> Task instructions
Copy each of the items below line for line, without changing a single character.
# Given entries start
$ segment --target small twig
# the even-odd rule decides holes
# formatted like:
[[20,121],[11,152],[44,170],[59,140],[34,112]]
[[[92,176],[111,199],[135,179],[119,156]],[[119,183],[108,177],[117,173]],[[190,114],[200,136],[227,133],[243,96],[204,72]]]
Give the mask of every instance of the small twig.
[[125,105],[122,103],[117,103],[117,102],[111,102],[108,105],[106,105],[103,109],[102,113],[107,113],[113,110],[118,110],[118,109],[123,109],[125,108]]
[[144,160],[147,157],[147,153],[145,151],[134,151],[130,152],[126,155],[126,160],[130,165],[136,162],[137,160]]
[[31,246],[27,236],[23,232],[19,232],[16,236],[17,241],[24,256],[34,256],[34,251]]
# Given entries end
> Worked solution
$ segment --target small twig
# the even-odd rule decides holes
# formatted like:
[[20,121],[11,152],[44,170],[59,140],[34,112]]
[[[92,176],[111,199],[135,179],[119,156]],[[119,183],[108,177],[117,173]],[[190,114],[200,136],[227,133],[243,96],[204,72]]]
Give the mask of every instance of the small twig.
[[125,105],[122,103],[117,103],[117,102],[111,102],[108,105],[106,105],[103,109],[102,113],[107,113],[113,110],[118,110],[118,109],[123,109],[125,108]]
[[144,160],[147,157],[147,153],[145,151],[134,151],[130,152],[126,155],[126,160],[130,165],[136,162],[137,160]]
[[31,246],[27,236],[23,232],[19,232],[16,236],[17,241],[24,256],[34,256],[34,251]]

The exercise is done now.